JobRadar Part 4: Why I Ditched Playwright for cheerio — The Day-4 Pivot
Three posts' worth of work boils down to this:
Playwright + Vercel = three days of nothing but errors.
After barely getting deployment to work with @sparticuz/chromium, I checked the scraped listings and found bot detection hadn't been fully bypassed. There was also a more fundamental problem.
Collecting hundreds of listings on a daily Cron — most of them weren't relevant to me anyway.
On day 4, I changed my thinking.
Why the Change
Bot Blocking — an Exhausting Fight
Even with headless Chrome and Playwright, Cloudflare and in-house bot detection kept catching me. Change the User-Agent, add manual stealth settings, add delays... eventually I was questioning why I was doing any of this.

*Dataset section*.
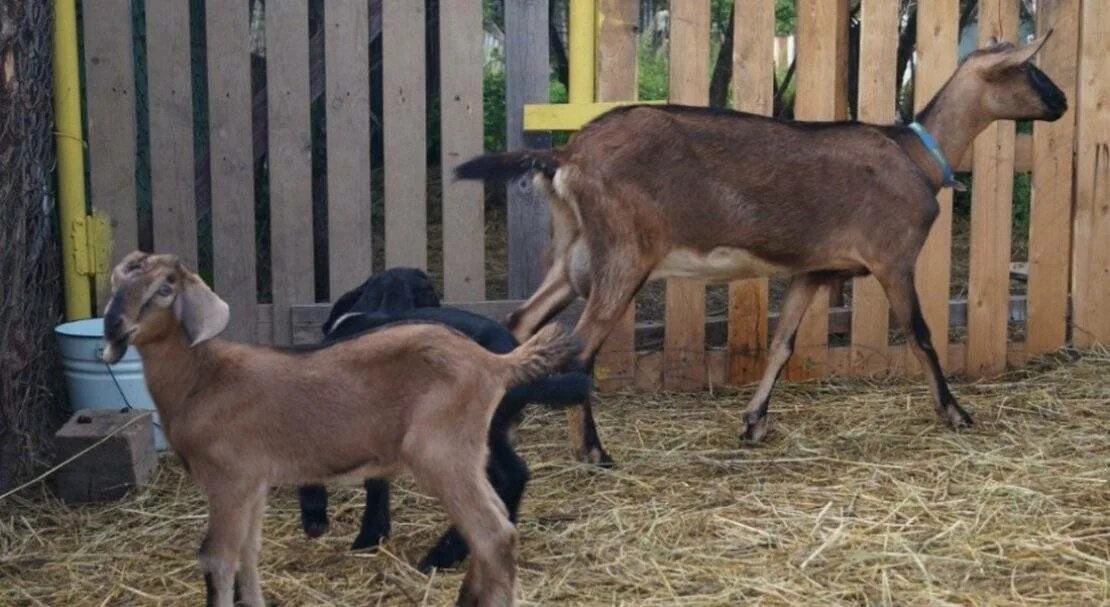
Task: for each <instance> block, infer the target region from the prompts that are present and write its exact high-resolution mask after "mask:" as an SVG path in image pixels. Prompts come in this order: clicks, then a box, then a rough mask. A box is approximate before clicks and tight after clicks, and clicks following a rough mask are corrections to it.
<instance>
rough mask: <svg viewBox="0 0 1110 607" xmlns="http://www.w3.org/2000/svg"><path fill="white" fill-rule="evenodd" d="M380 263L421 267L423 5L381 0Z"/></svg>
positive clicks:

*Work task*. Copy the passage of the JobRadar post from "Why the Change" to "any of this." word for word.

*Output for this exercise*.
Why the Change
Bot Blocking — an Exhausting Fight
Even with headless Chrome and Playwright, Cloudflare and in-house bot detection kept catching me. Change the User-Agent, add manual stealth settings, add delays... eventually I was questioning why I was doing any of this.